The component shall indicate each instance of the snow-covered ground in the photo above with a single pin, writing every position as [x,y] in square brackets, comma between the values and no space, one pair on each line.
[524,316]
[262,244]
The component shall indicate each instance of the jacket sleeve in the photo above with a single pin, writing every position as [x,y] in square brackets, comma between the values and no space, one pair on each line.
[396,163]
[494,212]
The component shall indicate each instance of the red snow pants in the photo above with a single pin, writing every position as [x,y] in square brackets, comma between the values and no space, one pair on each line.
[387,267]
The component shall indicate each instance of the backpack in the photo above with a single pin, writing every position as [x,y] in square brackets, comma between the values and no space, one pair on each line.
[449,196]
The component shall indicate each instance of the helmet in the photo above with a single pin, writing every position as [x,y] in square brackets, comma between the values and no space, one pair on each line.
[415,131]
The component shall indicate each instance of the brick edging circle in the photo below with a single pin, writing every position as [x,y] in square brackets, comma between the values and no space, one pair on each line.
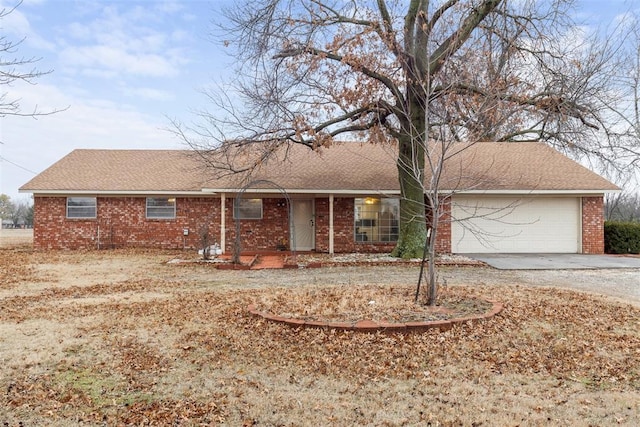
[373,326]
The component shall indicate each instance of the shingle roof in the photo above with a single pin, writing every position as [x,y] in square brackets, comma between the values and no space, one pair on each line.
[343,167]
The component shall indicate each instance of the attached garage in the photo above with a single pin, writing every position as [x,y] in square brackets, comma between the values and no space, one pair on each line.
[489,224]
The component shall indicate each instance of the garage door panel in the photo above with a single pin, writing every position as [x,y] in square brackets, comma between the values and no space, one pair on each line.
[501,224]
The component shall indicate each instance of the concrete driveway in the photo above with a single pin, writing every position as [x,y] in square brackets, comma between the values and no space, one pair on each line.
[556,261]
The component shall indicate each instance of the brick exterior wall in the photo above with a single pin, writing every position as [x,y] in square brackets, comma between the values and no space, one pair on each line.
[443,239]
[122,222]
[593,225]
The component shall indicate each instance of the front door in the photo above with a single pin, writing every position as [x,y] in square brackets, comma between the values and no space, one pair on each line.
[303,225]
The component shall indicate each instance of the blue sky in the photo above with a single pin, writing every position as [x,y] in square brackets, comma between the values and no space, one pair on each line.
[123,68]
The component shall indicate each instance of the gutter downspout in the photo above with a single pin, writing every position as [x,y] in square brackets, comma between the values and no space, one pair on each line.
[223,222]
[331,223]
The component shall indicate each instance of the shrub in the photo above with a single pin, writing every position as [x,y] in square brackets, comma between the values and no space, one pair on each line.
[621,237]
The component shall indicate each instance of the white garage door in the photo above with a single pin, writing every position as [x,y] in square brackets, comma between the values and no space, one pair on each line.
[512,225]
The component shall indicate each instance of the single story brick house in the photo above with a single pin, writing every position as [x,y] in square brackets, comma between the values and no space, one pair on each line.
[502,197]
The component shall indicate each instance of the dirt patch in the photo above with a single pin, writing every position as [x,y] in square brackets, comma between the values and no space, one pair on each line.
[122,337]
[16,237]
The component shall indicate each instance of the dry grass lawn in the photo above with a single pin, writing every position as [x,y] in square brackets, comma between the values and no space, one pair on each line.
[123,338]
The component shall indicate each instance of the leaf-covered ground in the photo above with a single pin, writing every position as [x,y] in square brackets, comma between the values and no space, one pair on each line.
[122,338]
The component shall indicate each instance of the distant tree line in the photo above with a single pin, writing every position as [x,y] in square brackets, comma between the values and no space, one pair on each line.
[623,207]
[15,214]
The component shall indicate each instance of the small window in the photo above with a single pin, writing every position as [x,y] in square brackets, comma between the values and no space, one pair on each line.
[247,209]
[161,207]
[376,220]
[81,207]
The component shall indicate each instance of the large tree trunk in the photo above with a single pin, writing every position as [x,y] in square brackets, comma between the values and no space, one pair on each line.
[413,229]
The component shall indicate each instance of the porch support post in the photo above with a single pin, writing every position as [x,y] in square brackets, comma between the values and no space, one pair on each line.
[331,224]
[223,222]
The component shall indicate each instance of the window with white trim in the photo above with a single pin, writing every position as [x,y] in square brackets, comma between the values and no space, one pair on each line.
[247,208]
[376,219]
[161,207]
[81,207]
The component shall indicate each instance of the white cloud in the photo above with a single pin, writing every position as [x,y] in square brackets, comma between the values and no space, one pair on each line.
[17,25]
[37,144]
[115,60]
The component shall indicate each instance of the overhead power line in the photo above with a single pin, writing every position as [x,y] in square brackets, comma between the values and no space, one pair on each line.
[4,159]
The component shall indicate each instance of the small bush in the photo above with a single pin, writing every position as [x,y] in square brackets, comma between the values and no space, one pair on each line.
[621,237]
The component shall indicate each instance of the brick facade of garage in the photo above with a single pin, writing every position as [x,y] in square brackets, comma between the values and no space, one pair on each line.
[593,225]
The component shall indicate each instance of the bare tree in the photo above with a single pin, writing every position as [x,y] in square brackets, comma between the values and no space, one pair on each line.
[419,75]
[14,68]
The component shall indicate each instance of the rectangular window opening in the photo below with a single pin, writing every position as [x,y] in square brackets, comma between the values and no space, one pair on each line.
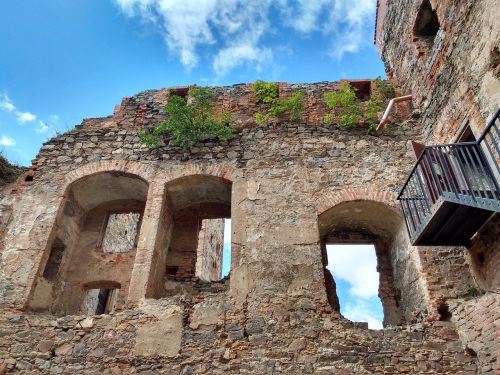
[120,234]
[213,251]
[99,301]
[354,269]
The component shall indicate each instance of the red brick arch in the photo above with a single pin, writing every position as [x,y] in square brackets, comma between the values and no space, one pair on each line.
[332,199]
[144,171]
[149,172]
[222,171]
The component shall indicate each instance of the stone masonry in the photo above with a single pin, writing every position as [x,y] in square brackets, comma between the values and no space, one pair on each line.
[289,189]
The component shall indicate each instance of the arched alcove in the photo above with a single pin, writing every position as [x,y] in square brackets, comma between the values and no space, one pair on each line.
[371,222]
[198,205]
[426,24]
[95,238]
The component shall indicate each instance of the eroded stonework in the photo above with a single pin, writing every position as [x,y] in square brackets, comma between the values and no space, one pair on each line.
[289,189]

▶ **WRITTEN EXERCISE**: With the pictures omitted, reproduce the records in full and exactly.

▶ **EXERCISE RESPONSE**:
The component shall indicate each instance of the snow-covered ground in the photo above with a single pin, writing every position as [x,y] in square brackets, comma between the values and no space, one pair on each line.
[524,316]
[262,244]
The component shall indicate each instance of the jacket sleeve in the photo above with a single pin, writing every position as [x,y] in square brackets, comma between the values and no space, one pair on each line.
[396,163]
[494,212]
The component shall indicate each instance of the red snow pants in the photo above with a single pin, writing every position as [x,y] in square brackets, comma between the values and no space, one pair on each line.
[387,267]
The component shall indicate each instance of the backpack in the photo above with a single pin, writing every position as [x,y] in square brackets, comma between the values and no space, one pair on each line.
[449,196]
The component shall indicate each instance of the helmet in the photo above with a single pin, writing every position as [x,y] in square brackets, comma between the values and no space, one pair on each line.
[415,131]
The component shall indicate each instance of the brick edging circle in the photo below with a single pin, writing every position as [x,y] in square brackets, comma between the values and no space, one pair on each line.
[373,326]
The component shall indicate each instance of the shingle roof in the photo above with a single pin, writing every position as [x,y] in square brackets, comma between the values and no space, one pair on each line.
[343,167]
The component shall indicate each instance of the attached garage in the photo above with a single pin, writing every position as [x,y] in square brackets, comma between the values and no space, one pair on each line.
[489,224]
The component shall indicate each instance of the garage door panel in the photo above with a single pin, writing every position as [x,y] in square brackets, comma between the values and no space, one pair on each line.
[501,224]
The component shall indicate each instance of the concrete driveway in the photo above with a single pin, writing every position as [x,y] in square brackets, comma between the values and no space, one pair on each line.
[556,261]
The component shall indicate each instance of the brick exterior wall in the photo above with a single pin, writing every position as [x,y] in square brackets, comma between the values and no space, one pair on each line.
[443,239]
[122,222]
[593,225]
The component shall indicate each instance of the front door in the photo above with a single pin, writing every position as [x,y] in square brackets, comma between the values and no space, one pair on each line.
[303,225]
The component shall indicate each instance of the blue sky in the photo above with a single pin, writing every position as [x,y] in square brackets, comma between the values and no space, one pair on each line.
[123,68]
The component shall indicate each instance of the gutter downspout in the photo above with a single pin, writing every position as [x,y] in square brackets, comma between the values and no space, one pair on each line.
[223,222]
[331,223]
The component shall indicate each instance of the shrub in the photo above with a single pin, writing every position as [x,y] in square brackets, comma between the values and no space, one pair on each line.
[621,237]
The component shall indicate each instance of the white garage door in the photo above with a single pin, writing every position as [x,y] in square brackets, comma between the values and no space, one pair on each line.
[512,225]
The component shall indicate each instance of the single story brick house in the photo above with a single pin, writing every position as [x,y] in square brackets, comma between the values and no space, one pair on each line.
[502,197]
The component shall indicate each instance of the dirt patch in the photo above with a single pin, writing every position as [x,y] in square brackets, comma between the values and no space, one pair on each line.
[122,337]
[16,237]
The component shall indicate each instance of the dry grass lawn in the photo above with a single pin, writing every position as [x,y] in square brackets, comma between the values and no space, one pair on each line.
[123,338]
The component shall indicate each instance of the leaf-covered ground in the photo above with a single pin, writing every position as [x,y] in square brackets, comma between the values and no space, one pair on each line.
[122,338]
The component shall indicate each instance of the distant tree line in the photo above with a single pin, writing every position as [x,y] in square brackets, comma between the values and no space, one pair on each line.
[623,207]
[15,214]
The component shall indicate each instance of the small window in the photo above with a single pin, writing every position as [x,y] in square brackets, comma between the values and no space, one pair on each line.
[247,209]
[161,207]
[376,220]
[81,207]
The component shall indicate each instance of the large tree trunk in the photo above with a single pin, writing every position as [x,y] in square brackets, comma between the values and no space, one pair on each line.
[413,229]
The component shall indicate each instance of the porch support post in the photo above with a single pin, writing every position as [x,y] in square brackets, comma between the values and no space, one pair on each line.
[331,224]
[223,222]
The component shall indicate each instance of the window with white trim in the photo above with a single pin, writing every position as [x,y] in square brackets, comma between the values and no space, one pair on each line.
[247,208]
[376,219]
[161,207]
[81,207]
The component shall indicate each instance of the white cloud in the photo above with a single pin, writing every position as [x,y] in square brackets, comma between the values and no space, one pair on each line.
[17,25]
[37,144]
[115,60]
The component shall indicate each instance of the overhead power line in the photo above with a single pin, writing every position as [x,y] in square brackets, comma between the values and no space, one pair on each line.
[4,159]
The component shall indicate each instance of the small bush in the photo above with a single pin, writing every position as [x,y] in square brackets, comma between the values and no space, one pair on each line.
[621,237]
The component shall indicate each instance of the brick facade of garage in the photo above with a single pin, writing every position as [x,y] in square brackets, comma between the values and no space, one pair on each line.
[593,225]
The component shall indicate each instance of the bare tree in the photo above with a single pin, writing every position as [x,y] in square brackets, comma between the values and no space, one pair on each line.
[419,75]
[14,68]
The component shall indicate each instance of the rectangular window opening in the photo below with a single pin, writing every position as [x,y] in square brackets, comma between the values and no space, one pair on each line.
[120,234]
[213,251]
[99,301]
[354,269]
The component shall indicate each instance of the red brick arch in the photo above with a single pin, writing every position as [x,y] in square brackets, comma between the values and no space, one pair on each line.
[332,199]
[144,171]
[149,172]
[222,171]
The component shall indicate each instance of the stone masonry in the photo above with a single pin, writing every position as [x,y] in square brackets, comma between the values and no space, one pair on each line.
[289,189]
The component shall indicate each instance of the arched alcove in the photo above with a single pin, writing every position as [x,y] in square brackets, comma between the values and no space, one pair on each line.
[371,222]
[198,205]
[426,24]
[95,238]
The component shall indicate each instance of the eroded stonework in the photo above with a single pin, writing every position as [x,y] in square brackets, comma between the values and no space, one pair on each line.
[289,189]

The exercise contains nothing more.